> Exercise instructions
A complete and exact copy of the data below is required.

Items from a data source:
● ● ● ● ● ● ●
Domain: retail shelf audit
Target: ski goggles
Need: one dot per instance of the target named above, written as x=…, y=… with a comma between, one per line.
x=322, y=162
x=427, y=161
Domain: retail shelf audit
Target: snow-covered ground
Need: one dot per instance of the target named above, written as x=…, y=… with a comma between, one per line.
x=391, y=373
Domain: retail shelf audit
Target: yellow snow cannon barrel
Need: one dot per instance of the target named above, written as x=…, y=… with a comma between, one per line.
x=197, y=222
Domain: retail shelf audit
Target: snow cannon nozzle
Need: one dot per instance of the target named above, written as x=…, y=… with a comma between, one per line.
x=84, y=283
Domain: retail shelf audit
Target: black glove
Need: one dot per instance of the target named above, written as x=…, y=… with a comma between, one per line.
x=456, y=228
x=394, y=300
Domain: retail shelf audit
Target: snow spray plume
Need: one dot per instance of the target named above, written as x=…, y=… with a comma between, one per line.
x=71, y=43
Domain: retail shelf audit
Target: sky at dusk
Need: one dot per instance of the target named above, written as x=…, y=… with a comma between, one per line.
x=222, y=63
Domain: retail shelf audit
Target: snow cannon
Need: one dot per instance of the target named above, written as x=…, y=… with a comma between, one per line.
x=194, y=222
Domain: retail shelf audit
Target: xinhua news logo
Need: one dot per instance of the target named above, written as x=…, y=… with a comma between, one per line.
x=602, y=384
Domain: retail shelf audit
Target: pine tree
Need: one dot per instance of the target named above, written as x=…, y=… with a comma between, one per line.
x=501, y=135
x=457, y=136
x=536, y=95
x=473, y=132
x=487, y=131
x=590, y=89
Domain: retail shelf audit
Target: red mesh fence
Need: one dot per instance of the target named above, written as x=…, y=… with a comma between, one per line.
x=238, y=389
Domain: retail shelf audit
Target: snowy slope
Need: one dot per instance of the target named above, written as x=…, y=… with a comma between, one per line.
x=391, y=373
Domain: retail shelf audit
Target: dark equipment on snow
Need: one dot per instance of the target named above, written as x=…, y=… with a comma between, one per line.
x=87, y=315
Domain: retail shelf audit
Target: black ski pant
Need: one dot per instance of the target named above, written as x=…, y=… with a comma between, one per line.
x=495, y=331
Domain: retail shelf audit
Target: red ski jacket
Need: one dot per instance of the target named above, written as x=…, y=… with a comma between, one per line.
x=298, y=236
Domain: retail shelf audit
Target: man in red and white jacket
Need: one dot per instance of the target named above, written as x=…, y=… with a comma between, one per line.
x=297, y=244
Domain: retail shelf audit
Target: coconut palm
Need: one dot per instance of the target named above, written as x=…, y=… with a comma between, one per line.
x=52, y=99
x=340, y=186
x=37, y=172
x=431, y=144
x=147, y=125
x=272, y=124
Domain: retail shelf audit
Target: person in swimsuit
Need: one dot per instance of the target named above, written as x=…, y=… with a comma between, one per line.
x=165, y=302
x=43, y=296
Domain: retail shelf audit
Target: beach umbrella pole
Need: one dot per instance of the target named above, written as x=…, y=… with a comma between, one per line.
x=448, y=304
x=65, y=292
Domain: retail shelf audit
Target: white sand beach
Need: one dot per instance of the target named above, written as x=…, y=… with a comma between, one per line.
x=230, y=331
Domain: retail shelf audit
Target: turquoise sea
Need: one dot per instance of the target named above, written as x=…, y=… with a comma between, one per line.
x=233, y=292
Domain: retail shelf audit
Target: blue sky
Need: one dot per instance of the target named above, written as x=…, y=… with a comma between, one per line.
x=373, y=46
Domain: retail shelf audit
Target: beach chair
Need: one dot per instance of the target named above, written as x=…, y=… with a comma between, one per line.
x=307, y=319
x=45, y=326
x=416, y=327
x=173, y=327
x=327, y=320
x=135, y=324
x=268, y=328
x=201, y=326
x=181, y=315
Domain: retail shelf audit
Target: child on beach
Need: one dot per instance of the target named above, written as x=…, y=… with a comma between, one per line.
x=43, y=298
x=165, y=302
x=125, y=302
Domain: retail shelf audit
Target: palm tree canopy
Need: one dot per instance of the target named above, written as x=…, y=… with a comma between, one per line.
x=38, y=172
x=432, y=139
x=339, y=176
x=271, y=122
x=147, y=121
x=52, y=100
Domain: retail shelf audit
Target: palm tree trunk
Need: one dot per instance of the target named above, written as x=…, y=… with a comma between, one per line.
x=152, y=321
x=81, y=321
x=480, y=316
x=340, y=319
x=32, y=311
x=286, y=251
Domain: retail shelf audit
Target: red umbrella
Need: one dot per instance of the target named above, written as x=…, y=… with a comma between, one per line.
● ● ● ● ● ● ●
> Response area
Domain: retail shelf audit
Target: ski goggles
Need: one dot per instance of the target named above, written as x=…, y=… with a comma between, one per line.
x=322, y=162
x=427, y=161
Domain: retail shelf audit
Target: snow-covered ground
Need: one dot per instance of the target named above, written as x=…, y=… with a comma between, one per line.
x=391, y=373
Domain: retail shelf audit
Target: yellow snow cannon barrel
Need: one dot per instance of the target named above, written as x=…, y=… with a comma between, one per line.
x=197, y=222
Domain: retail shelf audit
Target: snow cannon nozzle
Need: one dot per instance of the target named above, written as x=…, y=… with a comma between, one per line.
x=84, y=283
Domain: retail shelf audit
Target: black glove
Need: one dot per instance of the target named above, written as x=…, y=… with a comma between, one per line.
x=456, y=228
x=394, y=300
Domain: retail shelf audit
Target: snow spray plume
Need: one dot per instance of the target named above, written as x=…, y=… with a comma between, one per line.
x=71, y=43
Domain: retail shelf audit
Target: sky at dusk
Need: one dot per instance of the target named above, written as x=…, y=… with a comma between, one per line.
x=222, y=63
Domain: retail shelf audit
Target: snow cannon
Need: one dot per instance of the target named above, written as x=…, y=… with a comma between, one per line.
x=194, y=222
Domain: retail shelf audit
Target: xinhua news logo
Need: one dot per instance of the target named above, written as x=…, y=… with a comma between, one per line.
x=602, y=384
Domain: retail shelf audit
Target: pine tree
Need: one dot per instance of the target named above, written as x=…, y=… with a comma between, one per line.
x=501, y=135
x=457, y=136
x=536, y=95
x=473, y=132
x=487, y=131
x=590, y=89
Domain: retail shelf audit
Target: red mesh fence
Need: one dot per instance of the target named above, written as x=…, y=… with a comma between, one per line.
x=238, y=389
Domain: retail shelf audit
Target: snowy slope
Need: one dot per instance of the target named above, written as x=…, y=… with a comma between, one per line.
x=391, y=373
Domain: retail shelf audit
Target: dark equipment on snow
Need: one dot per instance of the target named above, written as x=…, y=… with a comma between, one per line.
x=87, y=315
Domain: retail shelf audit
Target: black ski pant
Need: one dot per instance of the target named above, written as x=…, y=… with a comma between, one per line.
x=495, y=331
Domain: retail shelf audit
Target: red ski jacket
Need: one dot per instance of the target named above, written as x=…, y=… with a comma between, one per line.
x=298, y=236
Domain: retail shelf audit
Target: man in red and white jacket
Need: one dot per instance of the target named above, written as x=…, y=… with a comma between, one per line.
x=297, y=244
Domain: retail shelf audit
Target: coconut palm
Need: one dot per instance of the target named above, written as x=…, y=… with a comma between, one per line.
x=52, y=99
x=340, y=186
x=37, y=172
x=431, y=144
x=147, y=125
x=272, y=124
Domain: retail shelf audit
Target: person in swimsuit
Need: one dot per instance of the target named above, written as x=…, y=… with a comma between, one per line.
x=165, y=302
x=43, y=296
Domain: retail shelf audit
Target: beach umbrella pole
Need: one dot per instance of the target named above, written as x=…, y=… with a comma between, one per line.
x=448, y=304
x=65, y=292
Domain: retail shelf audit
Target: white sand beach
Need: one dot per instance of the target named above, written as x=…, y=… with a comma between, one per line.
x=230, y=331
Domain: retail shelf audit
Target: turquoise sea
Need: one dot per instance of the target named above, written as x=…, y=… with a comma between, one per line.
x=233, y=292
Domain: retail shelf audit
Target: blue sky
Need: one dot per instance of the target named above, written as x=…, y=… with a comma between, one per line.
x=373, y=46
Domain: retail shelf audit
Target: beach chair
Need: one dot per instance of the target named above, written as x=…, y=… with a comma between, one per line.
x=307, y=319
x=45, y=326
x=416, y=327
x=173, y=327
x=327, y=320
x=135, y=324
x=268, y=328
x=201, y=326
x=181, y=315
Domain: retail shelf audit
Target: child on beach
Need: one dot per instance of the target named above, written as x=…, y=… with a comma between, one per line.
x=43, y=298
x=165, y=302
x=125, y=302
Domain: retail shelf audit
Target: palm tree canopy
Need: one dot per instance of the target named above, written as x=…, y=… with a comma between, one per line.
x=38, y=172
x=432, y=139
x=339, y=176
x=271, y=122
x=147, y=121
x=52, y=100
Domain: retail shelf audit
Target: palm tree trunk
Need: one dot per instance of the target named above, written as x=…, y=… with a comma between, one per line.
x=152, y=321
x=81, y=321
x=480, y=316
x=340, y=319
x=32, y=311
x=286, y=251
Domain: retail shelf audit
Target: red umbrella
Need: one dot per instance of the target named above, written as x=…, y=… with a comma between, one per line.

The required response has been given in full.